WORK TO COMPLETE | Reproduce the records below word for word, keeping every line in its original order.

:: MATERIAL SHOWN ::

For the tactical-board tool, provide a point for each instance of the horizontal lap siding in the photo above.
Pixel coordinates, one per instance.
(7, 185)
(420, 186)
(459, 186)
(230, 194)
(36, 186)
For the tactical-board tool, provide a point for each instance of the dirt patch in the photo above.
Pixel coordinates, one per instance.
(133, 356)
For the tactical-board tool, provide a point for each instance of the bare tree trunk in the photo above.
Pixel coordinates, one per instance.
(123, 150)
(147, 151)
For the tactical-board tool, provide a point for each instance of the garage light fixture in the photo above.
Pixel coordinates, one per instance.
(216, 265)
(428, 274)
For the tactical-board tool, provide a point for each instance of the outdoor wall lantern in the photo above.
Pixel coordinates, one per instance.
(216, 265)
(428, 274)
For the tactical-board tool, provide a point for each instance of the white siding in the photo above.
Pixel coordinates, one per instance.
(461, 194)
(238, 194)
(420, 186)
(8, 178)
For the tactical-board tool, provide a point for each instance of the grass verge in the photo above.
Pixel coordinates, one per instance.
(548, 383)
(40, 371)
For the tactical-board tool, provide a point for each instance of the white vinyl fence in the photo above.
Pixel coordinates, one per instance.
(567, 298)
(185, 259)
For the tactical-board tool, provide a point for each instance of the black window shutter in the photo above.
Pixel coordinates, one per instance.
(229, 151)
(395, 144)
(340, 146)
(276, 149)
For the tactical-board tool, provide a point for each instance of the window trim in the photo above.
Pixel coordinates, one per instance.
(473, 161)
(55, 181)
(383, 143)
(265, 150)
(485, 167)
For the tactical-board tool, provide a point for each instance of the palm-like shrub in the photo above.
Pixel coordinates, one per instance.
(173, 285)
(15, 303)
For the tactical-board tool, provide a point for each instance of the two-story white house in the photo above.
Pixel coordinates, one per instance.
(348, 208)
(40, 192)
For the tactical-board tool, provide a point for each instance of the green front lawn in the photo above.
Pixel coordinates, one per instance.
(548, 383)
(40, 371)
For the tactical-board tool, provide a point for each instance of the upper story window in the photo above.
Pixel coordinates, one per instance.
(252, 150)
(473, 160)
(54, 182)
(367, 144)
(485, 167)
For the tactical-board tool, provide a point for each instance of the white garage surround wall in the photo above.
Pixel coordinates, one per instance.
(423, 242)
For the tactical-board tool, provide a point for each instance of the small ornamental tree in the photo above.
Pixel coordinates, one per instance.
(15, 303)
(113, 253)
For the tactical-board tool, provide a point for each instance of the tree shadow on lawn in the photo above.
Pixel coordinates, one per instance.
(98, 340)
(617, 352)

:::

FULL ANSWER |
For the tactical-board tool, provide a point for each instance of the horizontal lap siding in the photo above.
Pixel coordinates, one per instance.
(7, 185)
(420, 186)
(459, 186)
(230, 194)
(36, 186)
For the tactical-board tool, provide a point for each instance of the dirt patch in the photo above.
Pixel coordinates, one per instance.
(133, 356)
For the tactical-board tool, provide a point for each instance of the bare tree trunk in the photo above.
Pixel coordinates, one per instance.
(123, 150)
(147, 151)
For the tactical-board tool, provide a point for each instance of the garage light fixture in the photo above.
Pixel coordinates, one per instance.
(216, 265)
(428, 274)
For the tactical-board tool, provide a point for each instance of the outdoor wall lantern in the photo above.
Pixel coordinates, one per instance.
(216, 265)
(428, 274)
For the tactical-board tool, provide a point for each instance of the white siding in the photo above.
Pixel coordinates, one per instance.
(461, 194)
(238, 194)
(420, 186)
(8, 178)
For the tactical-board tool, provide a point for each instance of the grass verge in the photo above.
Pixel coordinates, one per instance.
(548, 383)
(40, 371)
For the tactical-board tool, provide a point for each instance of the white vinyl fence in the photo above.
Pixel coordinates, one per instance.
(567, 298)
(185, 259)
For the tactical-board tool, provide a point for each instance of the black window shutter in the photo above.
Pixel coordinates, one per instance.
(229, 151)
(395, 144)
(340, 146)
(276, 149)
For the tactical-board tool, provide a point for each instance of the window trim in the photo above.
Pixel coordinates, one per instance.
(473, 161)
(55, 181)
(383, 143)
(265, 150)
(485, 167)
For the tactical-board tool, provide a point for each instance of the palm-like shrub in the photo above.
Pixel coordinates, one per instance.
(173, 285)
(15, 303)
For the tactical-board tool, provide a point for each instance of the two-story white house in the photo above.
Pixel coordinates, one per instance.
(348, 208)
(40, 192)
For the tactical-board tool, provide a point for each instance of the green front lawn in the photo above.
Pixel coordinates, one per instance.
(548, 383)
(40, 371)
For the tactical-board tool, provide a point for each instance of the upper story window in the photo above.
Pixel coordinates, one per instance.
(252, 150)
(473, 160)
(54, 182)
(367, 144)
(485, 167)
For the tactical-board tool, provide a point for each instance of the white garage surround wall in the photo above.
Pixel coordinates, one per instance.
(423, 242)
For the tactical-board tool, provide a point for each instance of the small ornamental tree in the photo above.
Pixel coordinates, one per instance.
(15, 303)
(113, 253)
For the tactical-board tool, provide a point for each instance of the tree shadow on lawn in the photo above.
Pixel coordinates, one per instance.
(98, 340)
(617, 352)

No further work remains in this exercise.